Segment Start: Source information
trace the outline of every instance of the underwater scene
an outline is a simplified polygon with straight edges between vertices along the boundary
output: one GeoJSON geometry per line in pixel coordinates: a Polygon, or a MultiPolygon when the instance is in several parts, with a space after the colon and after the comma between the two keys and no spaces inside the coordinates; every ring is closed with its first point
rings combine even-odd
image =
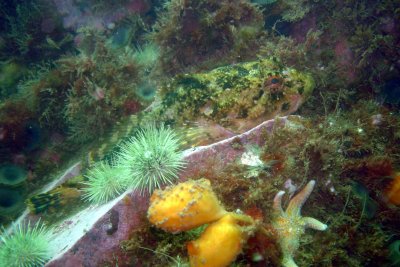
{"type": "Polygon", "coordinates": [[[399,1],[0,13],[0,267],[400,266],[399,1]]]}

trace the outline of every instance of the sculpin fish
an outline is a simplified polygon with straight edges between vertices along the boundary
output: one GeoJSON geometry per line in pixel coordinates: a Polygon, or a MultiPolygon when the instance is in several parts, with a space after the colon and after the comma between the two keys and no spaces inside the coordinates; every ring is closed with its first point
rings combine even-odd
{"type": "Polygon", "coordinates": [[[275,59],[180,74],[160,85],[155,101],[117,126],[96,154],[104,154],[149,121],[184,129],[183,136],[195,140],[192,146],[216,142],[295,112],[313,89],[310,74],[284,67],[275,59]]]}
{"type": "Polygon", "coordinates": [[[178,125],[216,123],[239,134],[295,112],[313,89],[311,75],[262,59],[178,75],[159,88],[152,113],[178,125]]]}

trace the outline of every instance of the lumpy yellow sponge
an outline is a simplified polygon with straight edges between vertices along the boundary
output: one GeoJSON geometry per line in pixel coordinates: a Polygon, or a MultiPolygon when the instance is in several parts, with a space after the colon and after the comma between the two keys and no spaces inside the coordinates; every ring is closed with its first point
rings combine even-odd
{"type": "Polygon", "coordinates": [[[147,211],[149,221],[177,233],[214,222],[227,214],[206,179],[189,180],[165,190],[156,190],[147,211]]]}
{"type": "Polygon", "coordinates": [[[259,224],[250,216],[227,212],[206,179],[155,191],[147,217],[152,224],[173,233],[211,223],[199,239],[188,243],[192,267],[228,266],[259,224]]]}
{"type": "Polygon", "coordinates": [[[254,221],[246,215],[228,213],[209,225],[199,239],[187,245],[190,266],[228,266],[242,251],[254,221]],[[250,227],[242,226],[248,223],[250,227]]]}

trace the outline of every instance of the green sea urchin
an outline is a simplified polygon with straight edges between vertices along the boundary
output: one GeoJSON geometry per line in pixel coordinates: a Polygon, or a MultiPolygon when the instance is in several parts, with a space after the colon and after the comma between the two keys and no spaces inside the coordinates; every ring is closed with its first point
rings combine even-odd
{"type": "Polygon", "coordinates": [[[160,48],[155,44],[149,43],[144,48],[139,47],[134,57],[139,65],[146,69],[151,69],[160,57],[160,48]]]}
{"type": "Polygon", "coordinates": [[[127,175],[124,169],[105,162],[96,164],[89,170],[84,184],[83,198],[102,204],[116,198],[127,189],[127,175]]]}
{"type": "Polygon", "coordinates": [[[163,124],[142,128],[120,147],[120,165],[129,170],[130,185],[140,193],[153,192],[178,179],[184,167],[178,135],[163,124]]]}
{"type": "Polygon", "coordinates": [[[12,233],[0,235],[0,267],[43,266],[51,257],[50,231],[41,223],[16,224],[12,233]]]}

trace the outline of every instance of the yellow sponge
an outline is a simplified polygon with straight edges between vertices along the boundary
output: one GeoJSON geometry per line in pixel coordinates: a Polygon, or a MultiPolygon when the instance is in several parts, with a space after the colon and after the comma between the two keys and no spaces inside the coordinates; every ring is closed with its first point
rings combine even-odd
{"type": "Polygon", "coordinates": [[[209,225],[199,239],[187,245],[191,267],[228,266],[242,251],[251,229],[240,226],[243,219],[254,223],[246,215],[228,213],[209,225]]]}
{"type": "Polygon", "coordinates": [[[147,211],[149,221],[168,232],[181,232],[214,222],[227,214],[206,179],[189,180],[156,190],[147,211]]]}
Segment End: Source information
What to produce:
When a line above includes the word "trace", please list that line.

Answer area:
trace the outline of every instance of the underwater scene
trace the outline of every instance of the sculpin fish
trace the outline of every instance of the lumpy yellow sponge
trace the outline of every instance of the green sea urchin
trace the outline of every instance of the yellow sponge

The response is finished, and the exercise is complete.